- **Consigne de travail 1**: Dans les rangées, mettez à jour les lignes allant de celle qui contient « Each <instance> block must » jusqu'à celle qui contient « box: [621, 108, 761, 368] », incluse. Remplacez-y « SVG path » par « SVG outline » sans rien changer d'autre.

- **Texte à étudier**:
****************

Interdisciplinaire. Le mot a la cote aujourd’hui dans l’univers académique. On ne compte plus les colloques, projets et publications revendiquant cette étiquette et bénéficiant dès lors d’un intérêt accru de la part du public comme des mandataires de recherches.
Mais à y regarder de plus près, il faut bien admettre que derrière ce label se cache une diversité d’approches qui très souvent relèvent davantage de la juxtaposition ou de l’empilement des connaissances, sans véritable réciprocité entre les disciplines concernées (voire à l’intérieur d’une même discipline), sans élaboration d’un langage commun qui permettrait de dépasser les subtils découpages de la répartition traditionnelle des savoirs, sans vision cohérente et globale des situations étudiées.

****************

- **Consigne de travail 2**:
Les affirmations suivantes concordent-elles avec le texte sur l'interdisciplinarité ? Répondez par oui ou par non, en citant les mots décisifs du texte.
(a) Le mot « interdisciplinaire » est aujourd'hui très apprécié dans le monde académique.
(b) Les approches dites interdisciplinaires reposent le plus souvent sur un langage commun entre les disciplines.
(c) Les travaux qui revendiquent cette étiquette suscitent un intérêt accru de la part du public.

- **Données fournies**:
****************

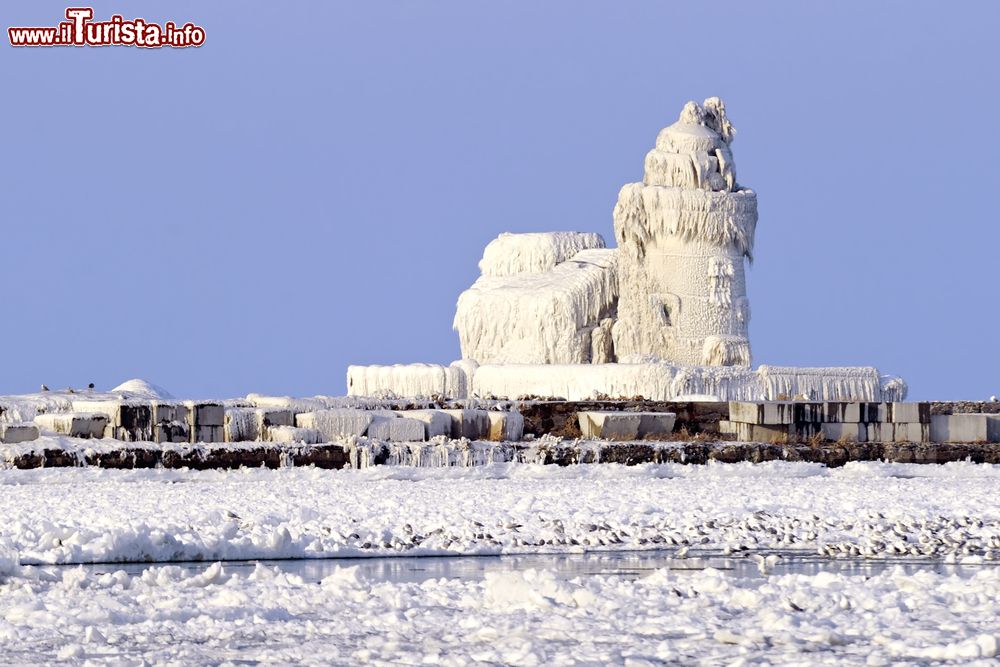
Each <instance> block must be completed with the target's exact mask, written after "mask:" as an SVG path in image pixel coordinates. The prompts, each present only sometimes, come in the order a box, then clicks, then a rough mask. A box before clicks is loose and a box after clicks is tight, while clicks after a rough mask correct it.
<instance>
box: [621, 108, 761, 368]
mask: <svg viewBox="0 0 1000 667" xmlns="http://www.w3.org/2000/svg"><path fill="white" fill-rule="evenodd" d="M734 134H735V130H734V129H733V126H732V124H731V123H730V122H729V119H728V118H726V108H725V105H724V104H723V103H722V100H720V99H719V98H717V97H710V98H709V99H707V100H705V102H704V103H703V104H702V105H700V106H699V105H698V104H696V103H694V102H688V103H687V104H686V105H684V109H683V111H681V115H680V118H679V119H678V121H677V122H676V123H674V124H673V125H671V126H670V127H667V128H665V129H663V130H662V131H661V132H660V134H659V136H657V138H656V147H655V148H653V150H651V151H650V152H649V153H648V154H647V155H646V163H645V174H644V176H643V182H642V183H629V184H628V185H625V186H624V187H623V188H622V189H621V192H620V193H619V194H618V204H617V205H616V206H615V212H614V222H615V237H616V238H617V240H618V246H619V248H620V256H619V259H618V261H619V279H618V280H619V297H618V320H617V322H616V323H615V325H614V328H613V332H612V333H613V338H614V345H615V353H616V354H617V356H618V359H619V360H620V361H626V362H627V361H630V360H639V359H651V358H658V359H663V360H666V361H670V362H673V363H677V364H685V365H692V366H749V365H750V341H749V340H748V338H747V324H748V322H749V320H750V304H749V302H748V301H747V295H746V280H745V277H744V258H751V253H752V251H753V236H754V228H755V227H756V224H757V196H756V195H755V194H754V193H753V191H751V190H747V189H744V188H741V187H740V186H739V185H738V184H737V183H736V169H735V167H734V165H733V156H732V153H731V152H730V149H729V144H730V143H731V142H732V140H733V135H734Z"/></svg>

****************

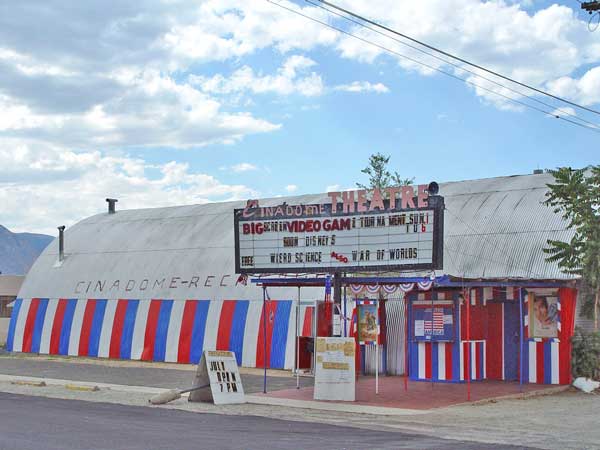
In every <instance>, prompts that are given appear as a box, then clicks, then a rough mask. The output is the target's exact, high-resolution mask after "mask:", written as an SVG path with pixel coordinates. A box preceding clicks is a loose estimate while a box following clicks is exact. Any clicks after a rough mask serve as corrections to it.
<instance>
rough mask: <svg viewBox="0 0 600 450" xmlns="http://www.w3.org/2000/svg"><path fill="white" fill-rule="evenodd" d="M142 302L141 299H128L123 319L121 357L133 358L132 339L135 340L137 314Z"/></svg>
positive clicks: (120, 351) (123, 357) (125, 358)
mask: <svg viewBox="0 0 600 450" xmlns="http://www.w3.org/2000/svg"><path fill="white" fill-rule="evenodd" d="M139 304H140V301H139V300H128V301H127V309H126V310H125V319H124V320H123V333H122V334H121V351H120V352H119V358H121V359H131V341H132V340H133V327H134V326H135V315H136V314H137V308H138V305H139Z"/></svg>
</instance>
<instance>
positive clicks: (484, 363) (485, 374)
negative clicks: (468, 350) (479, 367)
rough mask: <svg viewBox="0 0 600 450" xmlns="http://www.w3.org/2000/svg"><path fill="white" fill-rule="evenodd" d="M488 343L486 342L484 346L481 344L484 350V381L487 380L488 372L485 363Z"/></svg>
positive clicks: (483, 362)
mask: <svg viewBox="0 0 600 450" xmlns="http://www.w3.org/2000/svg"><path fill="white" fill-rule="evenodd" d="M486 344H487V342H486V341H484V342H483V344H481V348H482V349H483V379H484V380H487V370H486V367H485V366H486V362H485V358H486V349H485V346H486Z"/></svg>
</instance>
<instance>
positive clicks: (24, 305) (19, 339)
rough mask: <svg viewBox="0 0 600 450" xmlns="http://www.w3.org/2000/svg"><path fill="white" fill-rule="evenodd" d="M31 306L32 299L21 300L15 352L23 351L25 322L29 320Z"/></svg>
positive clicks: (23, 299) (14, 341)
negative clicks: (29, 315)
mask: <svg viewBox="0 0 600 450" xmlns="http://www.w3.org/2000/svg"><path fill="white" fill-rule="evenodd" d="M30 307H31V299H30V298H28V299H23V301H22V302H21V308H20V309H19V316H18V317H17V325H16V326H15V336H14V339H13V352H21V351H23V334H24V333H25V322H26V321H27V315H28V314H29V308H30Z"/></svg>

****************

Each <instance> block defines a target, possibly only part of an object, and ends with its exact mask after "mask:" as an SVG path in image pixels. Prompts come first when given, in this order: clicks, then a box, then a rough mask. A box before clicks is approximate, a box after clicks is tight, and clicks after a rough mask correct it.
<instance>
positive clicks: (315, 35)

****************

- **Réponse rédigée 1**:
Each <instance> block must be completed with the target's exact mask, written after "mask:" as an SVG outline in image pixel coordinates. The prompts, each present only sometimes, come in the order a box, then clicks, then a rough mask. A box before clicks is loose and a box after clicks is tight, while clicks after a rough mask correct it.
<instance>
box: [621, 108, 761, 368]

- **Réponse rédigée 2**:
(a) Oui : « Le mot a la cote aujourd’hui dans l’univers académique. »
(b) Non : « sans élaboration d’un langage commun qui permettrait de dépasser les subtils découpages de la répartition traditionnelle des savoirs »
(c) Oui : « bénéficiant dès lors d’un intérêt accru de la part du public comme des mandataires de recherches »